[Task material]:
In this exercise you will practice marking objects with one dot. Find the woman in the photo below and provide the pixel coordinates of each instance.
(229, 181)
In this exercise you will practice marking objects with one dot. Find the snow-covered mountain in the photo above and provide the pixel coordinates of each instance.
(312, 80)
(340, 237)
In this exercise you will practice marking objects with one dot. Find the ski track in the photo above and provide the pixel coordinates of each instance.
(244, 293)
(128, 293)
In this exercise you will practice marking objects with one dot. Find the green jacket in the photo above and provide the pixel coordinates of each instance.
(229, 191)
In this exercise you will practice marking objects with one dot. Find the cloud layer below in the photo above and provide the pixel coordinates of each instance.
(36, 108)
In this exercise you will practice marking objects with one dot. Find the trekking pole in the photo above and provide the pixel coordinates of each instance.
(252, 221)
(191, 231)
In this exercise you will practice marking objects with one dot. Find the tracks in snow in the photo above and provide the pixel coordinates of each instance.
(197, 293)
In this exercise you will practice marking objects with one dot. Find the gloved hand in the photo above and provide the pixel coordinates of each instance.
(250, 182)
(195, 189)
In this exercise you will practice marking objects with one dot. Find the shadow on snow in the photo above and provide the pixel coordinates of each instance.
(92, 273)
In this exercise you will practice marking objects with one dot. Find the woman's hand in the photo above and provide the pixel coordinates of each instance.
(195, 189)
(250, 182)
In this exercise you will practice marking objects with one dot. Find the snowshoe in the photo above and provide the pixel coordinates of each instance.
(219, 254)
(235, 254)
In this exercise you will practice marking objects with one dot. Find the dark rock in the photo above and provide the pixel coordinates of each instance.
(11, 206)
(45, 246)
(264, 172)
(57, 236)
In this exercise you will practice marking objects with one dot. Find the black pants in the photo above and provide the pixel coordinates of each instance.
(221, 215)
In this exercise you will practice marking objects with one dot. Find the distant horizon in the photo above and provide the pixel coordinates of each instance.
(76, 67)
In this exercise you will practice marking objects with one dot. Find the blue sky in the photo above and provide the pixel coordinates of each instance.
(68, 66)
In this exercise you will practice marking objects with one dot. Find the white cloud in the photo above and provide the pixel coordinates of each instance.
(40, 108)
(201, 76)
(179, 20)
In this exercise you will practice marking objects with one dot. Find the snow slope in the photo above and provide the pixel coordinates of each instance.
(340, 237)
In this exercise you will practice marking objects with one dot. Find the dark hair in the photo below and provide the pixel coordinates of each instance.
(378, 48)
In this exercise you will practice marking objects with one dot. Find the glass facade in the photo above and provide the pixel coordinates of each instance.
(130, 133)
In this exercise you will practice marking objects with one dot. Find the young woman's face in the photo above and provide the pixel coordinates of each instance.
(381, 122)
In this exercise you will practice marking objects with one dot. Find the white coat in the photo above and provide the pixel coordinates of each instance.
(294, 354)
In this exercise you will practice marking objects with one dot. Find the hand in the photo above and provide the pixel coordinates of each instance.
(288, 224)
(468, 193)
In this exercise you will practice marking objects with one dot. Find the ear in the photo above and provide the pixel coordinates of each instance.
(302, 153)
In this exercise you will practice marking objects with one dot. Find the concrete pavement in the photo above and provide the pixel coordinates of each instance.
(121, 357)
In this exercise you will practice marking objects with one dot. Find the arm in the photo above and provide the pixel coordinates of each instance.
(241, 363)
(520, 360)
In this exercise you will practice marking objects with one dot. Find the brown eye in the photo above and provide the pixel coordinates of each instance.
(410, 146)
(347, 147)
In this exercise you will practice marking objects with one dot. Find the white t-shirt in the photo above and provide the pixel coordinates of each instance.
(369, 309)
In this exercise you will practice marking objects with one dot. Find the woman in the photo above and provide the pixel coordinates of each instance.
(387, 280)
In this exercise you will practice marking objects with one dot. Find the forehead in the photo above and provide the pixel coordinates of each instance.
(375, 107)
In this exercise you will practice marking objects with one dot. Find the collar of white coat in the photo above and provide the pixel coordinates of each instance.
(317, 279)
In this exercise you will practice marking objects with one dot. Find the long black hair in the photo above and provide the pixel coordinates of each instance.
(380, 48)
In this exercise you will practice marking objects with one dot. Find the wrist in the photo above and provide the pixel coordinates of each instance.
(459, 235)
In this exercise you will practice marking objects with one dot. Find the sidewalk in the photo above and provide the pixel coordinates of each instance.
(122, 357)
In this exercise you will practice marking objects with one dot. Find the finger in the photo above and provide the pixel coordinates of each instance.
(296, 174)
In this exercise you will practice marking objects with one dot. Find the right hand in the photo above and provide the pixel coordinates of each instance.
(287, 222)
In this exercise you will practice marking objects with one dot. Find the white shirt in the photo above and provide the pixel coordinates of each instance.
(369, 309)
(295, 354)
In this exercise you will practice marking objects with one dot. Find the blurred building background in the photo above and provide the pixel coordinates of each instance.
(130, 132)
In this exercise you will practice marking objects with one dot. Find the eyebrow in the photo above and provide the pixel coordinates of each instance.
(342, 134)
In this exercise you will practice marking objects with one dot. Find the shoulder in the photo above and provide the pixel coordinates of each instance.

[What the task asks]: Extract every line of the material above, reproducing each one word for word.

[Exercise output]:
In this exercise you will practice marking objects with one dot. Find the woman in the photo below and provide the pixel coordinates of each instance.
(229, 181)
In this exercise you will practice marking objects with one dot. Find the snow-covered mountain in the photo above and provide the pixel coordinates of each instance.
(312, 80)
(340, 237)
In this exercise you will practice marking objects with one dot. Find the ski track in the photo above and provide the pixel coordinates of each instance.
(244, 293)
(128, 293)
In this exercise you will practice marking objects with one dot. Find the green jacket in the photo above and provide the pixel coordinates of each instance.
(229, 191)
In this exercise you will practice marking objects with one dot. Find the cloud layer below in the photo above and provide the pixel coordinates of each instance.
(36, 108)
In this exercise you will practice marking objects with one dot. Find the trekking pole in the photo above and provide the pixel coordinates of each instance.
(252, 221)
(191, 231)
In this exercise you will practice marking objects with one dot. Find the tracks in snow in the photo above and provide the pixel coordinates of each instance.
(197, 293)
In this exercise you will practice marking objects with one dot. Find the gloved hand in the photo above and provide the pixel coordinates of each instance.
(250, 182)
(195, 189)
In this exercise you will practice marking objects with one dot. Find the shadow on snow in the photo above and provide the pixel coordinates of each instance.
(92, 273)
In this exercise you will practice marking objects with one dot. Find the woman's hand in the photo above and provide the pixel coordinates of each instance.
(195, 189)
(250, 182)
In this exercise you will practice marking objects with one dot. Find the snowshoe in the photo above and provide the pixel coordinates of each instance.
(219, 254)
(235, 254)
In this exercise you will practice marking objects with one dot. Find the dark rock in the photo above and provide the pixel coordinates of each instance.
(11, 206)
(45, 246)
(264, 172)
(57, 236)
In this exercise you will practice marking objects with one dot. Find the black pants in the photo above and provide the pixel coordinates of each instance.
(221, 215)
In this exercise you will practice marking objects with one dot. Find the distant horizon in the photo above and provide the pixel coordinates of each instance.
(76, 67)
In this exercise you will practice marking objects with one dot. Find the blue sky in the photo above and provide the pixel coordinates of each instance.
(68, 66)
In this exercise you will practice marking objects with one dot. Find the white cloud in the photo above and provide the pixel coordinates of each instance.
(40, 108)
(201, 76)
(179, 20)
In this exercise you will practice marking objects with one dot. Find the snow slope in the photo above and provide the pixel coordinates of each instance.
(340, 237)
In this exercise you will practice marking objects with one dot. Find the dark hair in the photo below and provide the pixel coordinates of each instance.
(378, 48)
In this exercise you will practice marking objects with one dot. Find the glass facade in the photo above and provide the pixel coordinates of each instance.
(130, 133)
In this exercise you will practice marking objects with one dot. Find the young woman's face in the photo above and provide the pixel coordinates of each instance.
(381, 122)
In this exercise you will practice marking objects with one dot. Find the white coat in the photo above and provide the pixel coordinates of each instance.
(294, 354)
In this exercise you will practice marking objects with one dot. Find the hand in the photo above and provide the pixel coordinates of each instance.
(288, 224)
(468, 193)
In this exercise you will practice marking objects with one dot. Find the ear in the photo above and provide the pixel coordinates of each instance.
(302, 153)
In this exercise you will practice marking objects with one dot. Find the concrete pavement in the photo above and provide the pixel coordinates of each instance.
(121, 357)
In this exercise you will practice marking objects with one dot. Find the arm in the photo above and provide the pixel coordinates of each instance.
(241, 363)
(520, 360)
In this exercise you will practice marking objects with one dot. Find the brown eye in the photo above and provide the pixel coordinates of each instance.
(410, 146)
(347, 147)
In this exercise you will practice marking objects with one dot. Find the white t-shirt in the photo above and provide the pixel coordinates of each instance.
(369, 309)
In this exercise you will practice marking objects with one dot. Find the woman in the photo above and provide the pixel coordinates of each instance.
(387, 280)
In this exercise you will practice marking objects with one dot. Find the forehead in the photo above and provide the pixel coordinates of each instance.
(375, 107)
In this exercise you will practice marking objects with one dot. Find the collar of white coat in the photo above and provide the pixel coordinates of each instance.
(317, 279)
In this exercise you will practice marking objects with one dot. Find the long black hair in the photo above and provide the pixel coordinates of each instance.
(380, 48)
In this exercise you will practice marking objects with one dot. Find the wrist in the photo above and provide the pixel coordinates of each instance.
(459, 235)
In this exercise you will practice marking objects with one dot. Find the sidewalk in the photo above and provide the pixel coordinates of each instance.
(122, 357)
In this exercise you will practice marking objects with one dot. Find the finger in the photo above and provide the pixel coordinates of each instance.
(296, 174)
In this exercise you will practice marking objects with one dot. Find the right hand in the photo above and provide the pixel coordinates of each instance.
(287, 222)
In this exercise you will practice marking objects with one dot. Find the white shirt in the photo above and provide the pixel coordinates of each instance.
(369, 309)
(295, 354)
In this exercise you will practice marking objects with one dot. Find the blurred building background in the photo above and provide the pixel coordinates of each instance.
(130, 132)
In this exercise you will practice marking objects with one dot. Find the eyebrow in the photo above and provide the pixel coordinates of each instance.
(342, 134)
In this exercise you will practice marking objects with one dot. Find the shoulder in the photo above and provide the pixel coordinates of each instance.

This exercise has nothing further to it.